* [Given instruction] Extract each line in the records below that contains the word "tree". A line counts only if the letters match in case.

___ Task input

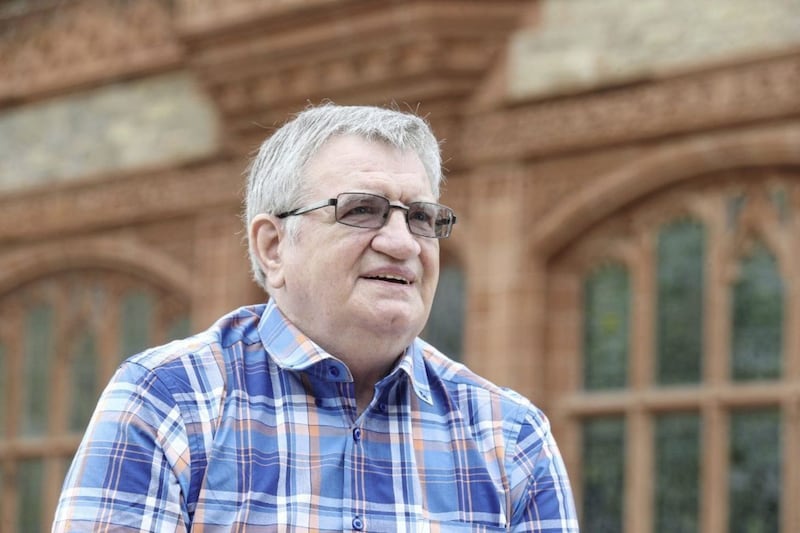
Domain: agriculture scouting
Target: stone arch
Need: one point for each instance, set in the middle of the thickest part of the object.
(129, 257)
(666, 166)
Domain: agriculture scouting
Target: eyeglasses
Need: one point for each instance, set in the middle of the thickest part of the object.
(364, 210)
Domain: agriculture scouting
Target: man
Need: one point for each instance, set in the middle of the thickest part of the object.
(322, 410)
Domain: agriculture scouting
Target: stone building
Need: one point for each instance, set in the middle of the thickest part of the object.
(626, 176)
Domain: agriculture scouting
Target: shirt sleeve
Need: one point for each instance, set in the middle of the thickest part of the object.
(131, 469)
(542, 495)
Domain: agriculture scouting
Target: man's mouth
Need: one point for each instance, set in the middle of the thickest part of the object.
(391, 279)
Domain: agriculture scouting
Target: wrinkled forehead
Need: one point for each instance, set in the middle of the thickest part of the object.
(348, 163)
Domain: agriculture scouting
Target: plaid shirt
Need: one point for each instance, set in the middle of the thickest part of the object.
(251, 426)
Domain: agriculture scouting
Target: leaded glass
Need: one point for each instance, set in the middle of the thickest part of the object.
(137, 310)
(445, 327)
(603, 473)
(757, 318)
(29, 486)
(38, 362)
(677, 483)
(84, 382)
(681, 257)
(755, 471)
(606, 328)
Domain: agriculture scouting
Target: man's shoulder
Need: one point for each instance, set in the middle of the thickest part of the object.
(463, 382)
(209, 351)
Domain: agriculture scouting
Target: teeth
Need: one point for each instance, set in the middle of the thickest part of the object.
(394, 279)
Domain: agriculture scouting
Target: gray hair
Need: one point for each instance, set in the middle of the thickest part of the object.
(276, 181)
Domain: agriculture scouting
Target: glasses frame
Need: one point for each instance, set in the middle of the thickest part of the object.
(447, 222)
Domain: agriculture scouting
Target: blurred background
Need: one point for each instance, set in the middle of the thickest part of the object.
(626, 175)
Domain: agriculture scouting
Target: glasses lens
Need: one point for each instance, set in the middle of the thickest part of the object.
(430, 220)
(361, 210)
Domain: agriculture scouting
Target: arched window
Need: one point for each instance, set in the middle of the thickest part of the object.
(684, 405)
(61, 338)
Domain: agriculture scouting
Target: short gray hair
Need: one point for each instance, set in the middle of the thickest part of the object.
(276, 181)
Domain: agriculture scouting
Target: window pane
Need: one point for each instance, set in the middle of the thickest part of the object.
(606, 323)
(677, 484)
(603, 474)
(29, 484)
(757, 318)
(137, 309)
(179, 329)
(3, 394)
(681, 256)
(84, 382)
(755, 471)
(38, 361)
(445, 327)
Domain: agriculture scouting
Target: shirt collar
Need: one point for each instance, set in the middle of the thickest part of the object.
(291, 349)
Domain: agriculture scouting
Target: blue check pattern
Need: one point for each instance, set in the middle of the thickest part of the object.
(250, 426)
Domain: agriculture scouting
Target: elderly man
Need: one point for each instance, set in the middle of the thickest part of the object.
(322, 410)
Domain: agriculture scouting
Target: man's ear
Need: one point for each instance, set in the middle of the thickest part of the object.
(266, 235)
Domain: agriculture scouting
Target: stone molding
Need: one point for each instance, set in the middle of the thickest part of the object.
(718, 98)
(146, 262)
(114, 201)
(581, 210)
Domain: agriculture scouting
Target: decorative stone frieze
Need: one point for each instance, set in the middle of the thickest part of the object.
(71, 45)
(712, 99)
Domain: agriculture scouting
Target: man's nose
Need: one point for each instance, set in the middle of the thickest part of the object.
(394, 238)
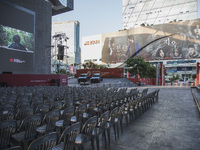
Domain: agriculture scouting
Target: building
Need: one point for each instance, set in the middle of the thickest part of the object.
(151, 12)
(31, 20)
(91, 49)
(174, 40)
(66, 34)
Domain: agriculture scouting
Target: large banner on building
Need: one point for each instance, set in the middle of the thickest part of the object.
(178, 40)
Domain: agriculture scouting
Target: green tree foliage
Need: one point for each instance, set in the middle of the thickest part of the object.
(140, 67)
(91, 65)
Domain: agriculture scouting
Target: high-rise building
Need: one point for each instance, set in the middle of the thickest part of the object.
(151, 12)
(65, 45)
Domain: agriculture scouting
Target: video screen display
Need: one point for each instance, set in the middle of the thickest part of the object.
(17, 38)
(160, 42)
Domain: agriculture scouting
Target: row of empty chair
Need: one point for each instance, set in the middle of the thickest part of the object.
(67, 116)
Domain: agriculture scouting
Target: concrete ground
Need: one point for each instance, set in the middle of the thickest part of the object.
(173, 123)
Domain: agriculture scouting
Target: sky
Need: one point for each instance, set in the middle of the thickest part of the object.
(95, 16)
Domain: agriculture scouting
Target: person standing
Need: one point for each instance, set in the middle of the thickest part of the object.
(133, 47)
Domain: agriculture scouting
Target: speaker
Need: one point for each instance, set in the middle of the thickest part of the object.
(60, 52)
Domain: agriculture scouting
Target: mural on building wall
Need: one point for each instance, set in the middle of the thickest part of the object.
(161, 42)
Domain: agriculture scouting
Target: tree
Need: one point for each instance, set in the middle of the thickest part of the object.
(140, 67)
(91, 65)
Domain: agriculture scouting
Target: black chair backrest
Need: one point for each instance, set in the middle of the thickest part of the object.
(7, 115)
(24, 112)
(103, 120)
(29, 125)
(43, 109)
(69, 135)
(114, 114)
(45, 142)
(7, 128)
(88, 127)
(15, 148)
(50, 119)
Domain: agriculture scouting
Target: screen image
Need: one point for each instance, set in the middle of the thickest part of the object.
(17, 38)
(160, 42)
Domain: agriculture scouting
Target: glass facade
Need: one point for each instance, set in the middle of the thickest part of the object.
(151, 12)
(70, 41)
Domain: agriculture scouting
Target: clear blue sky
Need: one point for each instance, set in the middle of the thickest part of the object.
(95, 16)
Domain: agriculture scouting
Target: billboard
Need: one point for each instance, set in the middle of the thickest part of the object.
(17, 38)
(178, 40)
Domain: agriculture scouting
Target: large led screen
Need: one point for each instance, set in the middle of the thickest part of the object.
(161, 42)
(17, 40)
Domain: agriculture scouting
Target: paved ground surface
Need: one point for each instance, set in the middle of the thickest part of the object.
(173, 123)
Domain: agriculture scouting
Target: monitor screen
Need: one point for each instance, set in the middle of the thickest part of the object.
(17, 38)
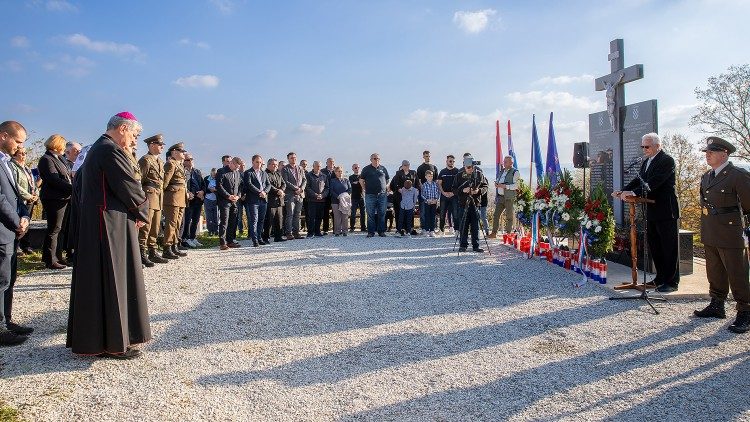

______

* [The result]
Target: green tree foliage
Target: tree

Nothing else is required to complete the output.